## [What is asked]
Find every line in the data below that contains the word "sock", and copy each of those lines.

══ Records for the task

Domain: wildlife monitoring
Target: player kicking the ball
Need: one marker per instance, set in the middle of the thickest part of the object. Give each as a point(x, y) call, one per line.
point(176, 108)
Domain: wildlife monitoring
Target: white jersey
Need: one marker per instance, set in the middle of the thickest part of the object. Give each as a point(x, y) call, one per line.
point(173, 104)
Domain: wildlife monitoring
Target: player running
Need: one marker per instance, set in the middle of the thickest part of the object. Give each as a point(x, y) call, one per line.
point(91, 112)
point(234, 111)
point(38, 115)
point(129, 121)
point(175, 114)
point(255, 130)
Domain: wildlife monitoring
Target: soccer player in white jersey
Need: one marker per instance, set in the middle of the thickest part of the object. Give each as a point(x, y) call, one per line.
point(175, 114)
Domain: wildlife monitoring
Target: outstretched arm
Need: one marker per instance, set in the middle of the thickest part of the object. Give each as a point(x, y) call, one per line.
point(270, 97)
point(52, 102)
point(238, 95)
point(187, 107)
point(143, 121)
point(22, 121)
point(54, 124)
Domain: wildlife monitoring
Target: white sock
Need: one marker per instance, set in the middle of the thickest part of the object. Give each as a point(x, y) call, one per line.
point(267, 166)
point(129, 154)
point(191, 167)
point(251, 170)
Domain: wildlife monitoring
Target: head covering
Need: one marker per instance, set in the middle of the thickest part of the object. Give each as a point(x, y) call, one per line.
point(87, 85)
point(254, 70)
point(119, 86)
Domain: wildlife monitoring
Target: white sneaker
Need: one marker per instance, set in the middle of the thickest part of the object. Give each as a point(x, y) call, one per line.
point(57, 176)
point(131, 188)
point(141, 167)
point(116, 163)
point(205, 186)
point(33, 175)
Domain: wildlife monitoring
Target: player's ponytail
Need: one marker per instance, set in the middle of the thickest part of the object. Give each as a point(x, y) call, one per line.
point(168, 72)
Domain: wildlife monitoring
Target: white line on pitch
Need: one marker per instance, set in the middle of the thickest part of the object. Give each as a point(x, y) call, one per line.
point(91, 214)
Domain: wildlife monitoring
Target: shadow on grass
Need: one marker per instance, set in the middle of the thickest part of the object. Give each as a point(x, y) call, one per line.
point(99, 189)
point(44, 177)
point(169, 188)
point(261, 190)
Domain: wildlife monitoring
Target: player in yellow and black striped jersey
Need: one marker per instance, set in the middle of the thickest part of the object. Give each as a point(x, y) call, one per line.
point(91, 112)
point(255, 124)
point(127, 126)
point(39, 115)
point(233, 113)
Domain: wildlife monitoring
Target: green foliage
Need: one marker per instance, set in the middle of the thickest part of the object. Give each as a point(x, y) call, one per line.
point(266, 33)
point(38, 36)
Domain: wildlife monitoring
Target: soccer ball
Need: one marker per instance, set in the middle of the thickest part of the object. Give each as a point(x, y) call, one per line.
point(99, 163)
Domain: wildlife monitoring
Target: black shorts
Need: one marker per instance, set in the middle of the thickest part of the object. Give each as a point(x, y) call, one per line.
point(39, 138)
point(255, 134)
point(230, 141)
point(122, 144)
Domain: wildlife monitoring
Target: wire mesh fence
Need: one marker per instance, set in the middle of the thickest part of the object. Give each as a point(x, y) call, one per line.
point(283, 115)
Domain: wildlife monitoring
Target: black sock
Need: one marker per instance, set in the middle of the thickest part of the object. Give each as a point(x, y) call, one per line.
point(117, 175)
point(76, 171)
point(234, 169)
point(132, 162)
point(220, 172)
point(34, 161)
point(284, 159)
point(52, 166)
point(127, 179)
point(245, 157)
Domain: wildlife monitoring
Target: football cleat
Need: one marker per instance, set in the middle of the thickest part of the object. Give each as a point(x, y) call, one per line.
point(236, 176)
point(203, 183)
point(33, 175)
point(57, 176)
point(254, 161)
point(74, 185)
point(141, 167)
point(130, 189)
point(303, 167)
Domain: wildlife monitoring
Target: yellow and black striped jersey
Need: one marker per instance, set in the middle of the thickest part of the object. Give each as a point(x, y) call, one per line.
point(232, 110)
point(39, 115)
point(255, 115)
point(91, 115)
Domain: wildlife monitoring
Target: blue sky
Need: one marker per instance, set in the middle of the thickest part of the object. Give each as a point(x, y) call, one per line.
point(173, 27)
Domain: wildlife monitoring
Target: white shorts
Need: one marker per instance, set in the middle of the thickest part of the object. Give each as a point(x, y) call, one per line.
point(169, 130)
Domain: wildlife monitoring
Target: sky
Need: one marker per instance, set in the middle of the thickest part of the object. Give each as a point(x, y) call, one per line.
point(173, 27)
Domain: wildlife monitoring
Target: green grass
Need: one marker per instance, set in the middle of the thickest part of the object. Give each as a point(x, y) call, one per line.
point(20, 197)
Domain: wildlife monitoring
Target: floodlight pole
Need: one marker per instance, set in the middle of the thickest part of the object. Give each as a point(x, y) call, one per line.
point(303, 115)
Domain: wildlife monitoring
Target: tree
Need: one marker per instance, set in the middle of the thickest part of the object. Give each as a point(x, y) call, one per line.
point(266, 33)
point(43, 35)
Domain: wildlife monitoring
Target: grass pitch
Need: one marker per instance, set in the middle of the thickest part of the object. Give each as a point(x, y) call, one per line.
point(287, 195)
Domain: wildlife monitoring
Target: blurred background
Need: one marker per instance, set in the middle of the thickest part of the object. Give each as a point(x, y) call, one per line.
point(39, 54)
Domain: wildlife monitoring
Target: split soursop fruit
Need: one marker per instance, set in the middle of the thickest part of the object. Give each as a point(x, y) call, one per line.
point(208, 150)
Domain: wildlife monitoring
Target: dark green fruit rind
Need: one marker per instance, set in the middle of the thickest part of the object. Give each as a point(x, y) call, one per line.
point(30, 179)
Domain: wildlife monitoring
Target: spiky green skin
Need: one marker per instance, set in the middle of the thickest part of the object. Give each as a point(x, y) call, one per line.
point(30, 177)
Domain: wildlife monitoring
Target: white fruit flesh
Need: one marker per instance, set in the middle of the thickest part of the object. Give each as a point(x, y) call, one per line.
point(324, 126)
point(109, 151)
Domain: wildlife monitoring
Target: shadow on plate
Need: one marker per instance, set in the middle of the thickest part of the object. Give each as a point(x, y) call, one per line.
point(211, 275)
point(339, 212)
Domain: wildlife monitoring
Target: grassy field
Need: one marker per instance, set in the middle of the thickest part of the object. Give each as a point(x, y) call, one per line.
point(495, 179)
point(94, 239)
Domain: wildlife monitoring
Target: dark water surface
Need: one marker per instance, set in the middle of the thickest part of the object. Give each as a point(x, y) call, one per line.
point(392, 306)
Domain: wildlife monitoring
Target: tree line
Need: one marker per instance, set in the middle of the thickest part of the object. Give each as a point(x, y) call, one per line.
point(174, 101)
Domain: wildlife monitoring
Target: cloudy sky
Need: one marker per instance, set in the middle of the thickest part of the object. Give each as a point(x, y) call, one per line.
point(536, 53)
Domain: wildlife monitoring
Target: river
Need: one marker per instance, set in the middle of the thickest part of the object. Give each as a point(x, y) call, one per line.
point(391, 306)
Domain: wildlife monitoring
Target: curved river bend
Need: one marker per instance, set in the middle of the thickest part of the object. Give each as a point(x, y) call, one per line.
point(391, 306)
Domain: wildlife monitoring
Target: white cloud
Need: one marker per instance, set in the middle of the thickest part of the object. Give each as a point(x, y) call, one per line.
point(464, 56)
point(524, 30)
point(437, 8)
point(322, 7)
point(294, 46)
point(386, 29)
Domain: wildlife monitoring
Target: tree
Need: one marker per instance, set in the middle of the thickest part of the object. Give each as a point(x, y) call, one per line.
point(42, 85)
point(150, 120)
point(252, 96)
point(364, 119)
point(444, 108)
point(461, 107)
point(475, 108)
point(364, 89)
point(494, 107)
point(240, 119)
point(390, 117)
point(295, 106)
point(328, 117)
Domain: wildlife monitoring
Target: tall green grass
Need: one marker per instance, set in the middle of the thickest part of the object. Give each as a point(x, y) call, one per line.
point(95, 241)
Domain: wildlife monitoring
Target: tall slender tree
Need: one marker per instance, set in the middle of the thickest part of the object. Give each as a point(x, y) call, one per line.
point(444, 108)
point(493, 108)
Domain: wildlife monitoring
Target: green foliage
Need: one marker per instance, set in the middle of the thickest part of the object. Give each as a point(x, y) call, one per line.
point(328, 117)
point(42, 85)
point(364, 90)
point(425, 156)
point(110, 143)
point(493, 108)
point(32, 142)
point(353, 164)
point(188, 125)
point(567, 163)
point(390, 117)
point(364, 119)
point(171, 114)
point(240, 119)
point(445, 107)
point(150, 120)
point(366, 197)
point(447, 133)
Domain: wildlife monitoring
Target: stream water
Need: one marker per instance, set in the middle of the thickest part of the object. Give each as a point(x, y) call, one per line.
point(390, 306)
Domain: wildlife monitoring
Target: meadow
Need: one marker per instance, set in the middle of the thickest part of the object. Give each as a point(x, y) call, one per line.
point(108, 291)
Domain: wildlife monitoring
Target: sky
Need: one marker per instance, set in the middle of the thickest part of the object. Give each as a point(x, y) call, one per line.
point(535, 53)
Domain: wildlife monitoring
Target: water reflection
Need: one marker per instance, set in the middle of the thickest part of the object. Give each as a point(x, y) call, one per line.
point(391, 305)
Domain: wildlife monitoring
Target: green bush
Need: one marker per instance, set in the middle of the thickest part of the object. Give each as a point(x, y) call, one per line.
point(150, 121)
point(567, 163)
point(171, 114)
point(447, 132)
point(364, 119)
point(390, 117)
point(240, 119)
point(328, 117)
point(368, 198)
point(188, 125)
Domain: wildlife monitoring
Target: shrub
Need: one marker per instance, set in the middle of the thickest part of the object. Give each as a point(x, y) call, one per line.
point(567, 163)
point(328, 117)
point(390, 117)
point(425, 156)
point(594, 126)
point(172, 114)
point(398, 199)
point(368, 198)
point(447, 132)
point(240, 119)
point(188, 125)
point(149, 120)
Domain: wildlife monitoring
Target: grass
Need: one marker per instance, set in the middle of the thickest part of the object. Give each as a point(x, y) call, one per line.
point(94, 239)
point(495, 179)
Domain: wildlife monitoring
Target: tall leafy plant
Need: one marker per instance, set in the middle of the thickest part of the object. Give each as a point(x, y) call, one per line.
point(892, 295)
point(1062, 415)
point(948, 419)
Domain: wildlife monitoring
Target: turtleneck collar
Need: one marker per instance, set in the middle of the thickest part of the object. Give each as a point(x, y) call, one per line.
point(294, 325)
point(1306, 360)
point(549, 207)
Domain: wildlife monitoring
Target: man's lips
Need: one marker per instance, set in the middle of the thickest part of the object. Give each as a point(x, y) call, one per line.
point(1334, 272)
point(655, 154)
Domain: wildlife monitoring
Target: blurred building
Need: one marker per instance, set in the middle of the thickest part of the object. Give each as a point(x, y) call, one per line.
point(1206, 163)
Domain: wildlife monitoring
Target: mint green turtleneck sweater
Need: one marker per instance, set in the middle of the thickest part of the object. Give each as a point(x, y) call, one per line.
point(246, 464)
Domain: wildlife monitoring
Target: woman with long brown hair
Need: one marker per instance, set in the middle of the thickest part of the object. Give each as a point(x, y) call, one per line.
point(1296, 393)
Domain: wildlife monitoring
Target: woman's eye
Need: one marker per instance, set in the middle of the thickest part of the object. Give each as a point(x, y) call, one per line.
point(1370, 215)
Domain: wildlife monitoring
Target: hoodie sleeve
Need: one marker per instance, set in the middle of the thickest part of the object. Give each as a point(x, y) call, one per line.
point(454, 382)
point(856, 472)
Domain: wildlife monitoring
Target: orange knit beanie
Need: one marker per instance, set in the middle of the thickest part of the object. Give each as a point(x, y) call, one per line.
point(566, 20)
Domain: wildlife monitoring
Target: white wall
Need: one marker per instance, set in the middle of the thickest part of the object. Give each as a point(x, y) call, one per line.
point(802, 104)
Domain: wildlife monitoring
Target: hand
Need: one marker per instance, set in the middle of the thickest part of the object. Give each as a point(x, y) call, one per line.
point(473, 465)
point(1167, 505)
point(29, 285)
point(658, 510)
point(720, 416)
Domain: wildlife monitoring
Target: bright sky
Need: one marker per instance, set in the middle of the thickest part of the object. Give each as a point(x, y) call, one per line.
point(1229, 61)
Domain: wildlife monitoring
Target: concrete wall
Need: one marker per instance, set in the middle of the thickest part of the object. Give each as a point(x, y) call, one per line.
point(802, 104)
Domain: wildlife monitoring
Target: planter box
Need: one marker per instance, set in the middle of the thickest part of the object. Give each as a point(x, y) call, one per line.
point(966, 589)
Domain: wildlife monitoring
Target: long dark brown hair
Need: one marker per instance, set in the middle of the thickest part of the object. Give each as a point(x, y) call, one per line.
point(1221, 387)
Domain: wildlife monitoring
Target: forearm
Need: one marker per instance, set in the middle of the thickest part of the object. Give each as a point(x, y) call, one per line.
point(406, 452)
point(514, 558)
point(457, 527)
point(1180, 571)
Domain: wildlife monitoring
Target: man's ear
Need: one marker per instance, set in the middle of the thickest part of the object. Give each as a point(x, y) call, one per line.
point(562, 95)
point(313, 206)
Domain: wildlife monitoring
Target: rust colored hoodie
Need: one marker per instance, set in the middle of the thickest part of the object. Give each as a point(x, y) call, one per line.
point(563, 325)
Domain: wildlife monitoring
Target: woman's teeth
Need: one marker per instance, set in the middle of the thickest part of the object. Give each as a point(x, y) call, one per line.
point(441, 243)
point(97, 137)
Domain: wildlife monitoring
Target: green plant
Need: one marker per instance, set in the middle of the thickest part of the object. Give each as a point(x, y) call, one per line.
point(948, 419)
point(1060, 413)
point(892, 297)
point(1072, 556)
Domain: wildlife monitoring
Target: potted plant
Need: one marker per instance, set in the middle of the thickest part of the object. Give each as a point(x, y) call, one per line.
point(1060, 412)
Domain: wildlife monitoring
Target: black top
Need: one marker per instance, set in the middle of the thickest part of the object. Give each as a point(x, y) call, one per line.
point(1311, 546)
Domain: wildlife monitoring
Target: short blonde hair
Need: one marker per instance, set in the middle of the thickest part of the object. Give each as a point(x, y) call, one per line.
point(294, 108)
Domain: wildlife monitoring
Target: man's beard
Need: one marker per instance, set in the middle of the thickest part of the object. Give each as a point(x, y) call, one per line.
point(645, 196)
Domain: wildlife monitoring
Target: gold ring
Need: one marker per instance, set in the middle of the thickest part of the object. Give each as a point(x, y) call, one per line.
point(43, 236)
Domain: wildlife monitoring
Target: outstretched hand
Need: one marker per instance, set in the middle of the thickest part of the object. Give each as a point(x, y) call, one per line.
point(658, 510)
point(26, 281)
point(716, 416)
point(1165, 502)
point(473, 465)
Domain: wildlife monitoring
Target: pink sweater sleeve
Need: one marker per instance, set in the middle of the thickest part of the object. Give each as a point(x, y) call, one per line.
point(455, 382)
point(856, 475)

════

## [The response]
Target: white sock
Target: black sock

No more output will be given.